ACTION ITEM:
Below is a set of records, and all of them should be retyped exactly, minus the pictures.

Referring expression pointing data:
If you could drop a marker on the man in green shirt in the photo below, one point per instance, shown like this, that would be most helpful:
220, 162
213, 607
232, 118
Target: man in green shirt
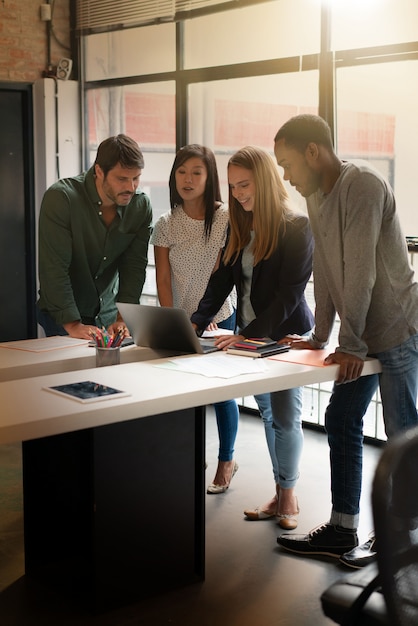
94, 231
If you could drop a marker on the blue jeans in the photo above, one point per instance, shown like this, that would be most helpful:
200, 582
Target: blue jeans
398, 384
227, 414
281, 412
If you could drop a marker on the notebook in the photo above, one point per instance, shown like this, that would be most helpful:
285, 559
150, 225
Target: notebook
163, 328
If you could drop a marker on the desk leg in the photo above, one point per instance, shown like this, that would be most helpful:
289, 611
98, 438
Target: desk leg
116, 513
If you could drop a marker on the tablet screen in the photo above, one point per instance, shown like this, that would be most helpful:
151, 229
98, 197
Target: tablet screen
87, 391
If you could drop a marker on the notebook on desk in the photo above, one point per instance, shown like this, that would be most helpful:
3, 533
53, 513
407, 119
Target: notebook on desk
163, 328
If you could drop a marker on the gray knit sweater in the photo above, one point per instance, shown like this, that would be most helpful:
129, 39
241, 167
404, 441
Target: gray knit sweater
361, 267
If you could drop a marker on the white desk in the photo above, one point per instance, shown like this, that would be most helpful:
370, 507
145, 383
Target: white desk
114, 491
29, 412
16, 364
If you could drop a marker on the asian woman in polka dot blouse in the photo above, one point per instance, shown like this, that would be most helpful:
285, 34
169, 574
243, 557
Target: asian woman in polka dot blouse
187, 244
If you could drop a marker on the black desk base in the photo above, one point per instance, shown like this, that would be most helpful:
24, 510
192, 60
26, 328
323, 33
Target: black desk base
116, 513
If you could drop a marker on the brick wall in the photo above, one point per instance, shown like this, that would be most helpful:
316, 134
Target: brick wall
24, 40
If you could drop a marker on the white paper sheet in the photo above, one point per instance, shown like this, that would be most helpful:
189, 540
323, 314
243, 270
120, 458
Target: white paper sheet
216, 365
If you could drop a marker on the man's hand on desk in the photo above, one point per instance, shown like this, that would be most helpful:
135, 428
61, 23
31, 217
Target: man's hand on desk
297, 342
79, 330
225, 341
351, 366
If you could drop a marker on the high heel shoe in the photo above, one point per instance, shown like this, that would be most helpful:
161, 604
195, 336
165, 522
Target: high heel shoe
213, 488
288, 521
259, 514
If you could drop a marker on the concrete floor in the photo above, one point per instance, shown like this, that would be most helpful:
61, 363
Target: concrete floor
249, 580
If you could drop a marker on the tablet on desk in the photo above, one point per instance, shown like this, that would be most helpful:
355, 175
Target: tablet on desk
87, 391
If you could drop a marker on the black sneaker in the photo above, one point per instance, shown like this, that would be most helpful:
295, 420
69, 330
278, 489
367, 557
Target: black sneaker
327, 539
361, 556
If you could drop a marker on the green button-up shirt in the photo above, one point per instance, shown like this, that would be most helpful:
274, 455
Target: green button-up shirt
84, 265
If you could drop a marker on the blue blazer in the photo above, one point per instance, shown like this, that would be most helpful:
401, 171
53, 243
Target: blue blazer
277, 289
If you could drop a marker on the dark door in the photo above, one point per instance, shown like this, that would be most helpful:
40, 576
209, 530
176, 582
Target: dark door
17, 232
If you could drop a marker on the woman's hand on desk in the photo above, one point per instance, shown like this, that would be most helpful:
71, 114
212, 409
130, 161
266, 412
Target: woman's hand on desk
225, 341
351, 366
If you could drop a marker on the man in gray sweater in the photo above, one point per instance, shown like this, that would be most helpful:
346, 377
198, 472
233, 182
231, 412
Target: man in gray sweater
362, 273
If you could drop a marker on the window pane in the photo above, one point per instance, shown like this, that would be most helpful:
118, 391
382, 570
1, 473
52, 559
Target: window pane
226, 115
265, 31
377, 120
363, 23
130, 52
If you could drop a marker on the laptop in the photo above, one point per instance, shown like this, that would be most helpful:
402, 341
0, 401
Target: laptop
163, 328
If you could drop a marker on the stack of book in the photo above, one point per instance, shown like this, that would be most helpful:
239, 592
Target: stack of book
258, 347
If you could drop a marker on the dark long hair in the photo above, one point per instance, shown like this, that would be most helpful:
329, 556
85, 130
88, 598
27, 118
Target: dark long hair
212, 193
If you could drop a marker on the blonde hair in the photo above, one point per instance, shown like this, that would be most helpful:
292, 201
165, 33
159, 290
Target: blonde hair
271, 207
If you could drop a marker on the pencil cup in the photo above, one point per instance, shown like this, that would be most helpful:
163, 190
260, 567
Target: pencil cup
107, 356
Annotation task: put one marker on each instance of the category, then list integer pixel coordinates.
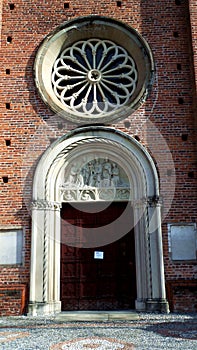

PROBLEM SOLUTION:
If you could drop a marker on the man in green shirt in the photo below, one point per instance, shown like this, that would be most helpful:
220, 162
213, 607
232, 118
Target: man in green shirt
94, 231
If you could drop a marker on the blue jeans in the photo above, one point per instance, shown like this, that would be most helpful:
200, 582
Target: blue jeans
398, 384
227, 414
281, 412
If you could drop a marker on the notebook in the photo above, one point per instance, shown like this, that would be most helpful:
285, 559
150, 225
Target: notebook
163, 328
If you could drop a marker on the desk leg in the photo above, one point per instance, shown like this, that would be most helpful:
289, 611
98, 438
Target: desk leg
116, 513
If you could drop a marker on the tablet screen in the photo above, one point per instance, shown like this, that would be most helpful:
151, 229
98, 197
Target: tablet screen
87, 391
If you could drop a marker on the notebook on desk in the photo above, one point per instance, shown like this, that would be most helpful:
3, 533
53, 513
407, 119
Target: notebook on desk
163, 328
If you could drop a marker on the gray knit sweater in the photo above, one point per instance, shown like this, that would be most helpful:
129, 39
241, 167
404, 441
Target: gray knit sweater
361, 267
If you could drop a marker on the white desk in the photo above, one point per instance, shown like this, that would be most helpful:
370, 507
145, 383
Target: white desk
114, 491
29, 412
16, 364
If you could drop a marker on the asian woman in polka dot blouse in the photo above, one point per instance, shown like this, that would be most helpful:
285, 34
169, 574
243, 557
Target: asian woman in polka dot blouse
187, 244
If you could drop a marker on the black desk base in the photo above, one point per instance, shown like this, that would be most helpful:
24, 510
192, 60
26, 328
323, 33
Target: black desk base
116, 513
If you could drop a marker on the brick wall in the photo above, one point per instance, shown like this, that would be most helpful:
316, 134
Target: brick wall
24, 40
If you could drop a marker on the white paper sheet in the photo above, one point per instance, shown like this, that would be most helpful:
189, 540
323, 314
243, 270
120, 458
Target: white paper sheet
216, 365
If you could drop a marker on the man's hand on desk in the photo above, one point per instance, shown like this, that would be most helpful:
135, 428
61, 23
31, 217
Target: man's hand on desk
297, 342
79, 330
225, 341
351, 366
If you could drop a marker on the high heel shoe in the photo above, one point per instance, shown like this, that would be most helpful:
161, 604
195, 336
165, 522
Target: high heel shoe
213, 488
288, 521
259, 514
If you could drop a marker on the concrete floor in the photo above, one point per instance, shown like this, that would be most helpful:
61, 363
Target: concrete floor
249, 580
If you could drop a marker on the tablet on desk in the photo above, one point per instance, shown like this, that would be most helpful:
355, 175
Target: tablet on desk
87, 391
If you could drop a marker on the black sneaker in the photo above, one point per instance, shown like this, that would be most helpful:
295, 420
69, 330
278, 489
367, 557
Target: black sneaker
327, 539
361, 556
If you could drop a marker on the green button-up shirt in the photo above, one point per instance, shown like this, that would be most helpful:
274, 455
Target: green button-up shirt
84, 265
If you could drop a marker on the blue blazer in the photo above, one point per instance, shown like this, that would be most helpful:
401, 171
53, 243
Target: blue blazer
277, 289
If you could drop a marker on the dark door in the photo above, one point per instance, shown like this, that would be most helpful:
40, 576
209, 530
176, 582
Target: dark door
17, 232
If you could drop a marker on the woman's hand on desk in the photo above, one point per instance, shown like this, that would be most helpful:
71, 114
212, 409
130, 161
266, 412
Target: woman's hand on desk
225, 341
351, 366
If you could drop a marker on the man in gray sweater in the photo above, one point per instance, shown like this, that would be most helpful:
346, 377
198, 472
233, 182
231, 412
Target: man in gray sweater
362, 273
If you could drop a marker on the window pane in the photo above, one point per instance, shown like this, that would be most helpful:
118, 391
382, 570
1, 473
52, 559
Target: window pane
226, 115
265, 31
377, 120
363, 23
130, 52
If you could drop a marker on the laptop in the photo above, one point per instance, shown like this, that would be most helpful:
402, 341
0, 401
Target: laptop
163, 328
If you could drop a marker on the stack of book in the photo above, one point per instance, shown like this, that would be most helpful:
239, 592
Target: stack of book
258, 347
If you could drop a marker on the dark long hair in the photo above, one point per instance, shown like this, that would be most helpful:
329, 556
85, 130
88, 598
27, 118
Target: dark long hair
212, 193
If you could drop a marker on the blonde hair in the photo above, one point per instance, shown like this, that would be most helpful:
292, 201
165, 33
159, 290
Target: blonde hair
271, 207
If you could drop a marker on the pencil cup in the photo above, one point per instance, shown like this, that would be most helpful:
163, 190
260, 567
Target: pencil cup
107, 356
Annotation task: put one marker on each instance of the category, then list integer pixel coordinates.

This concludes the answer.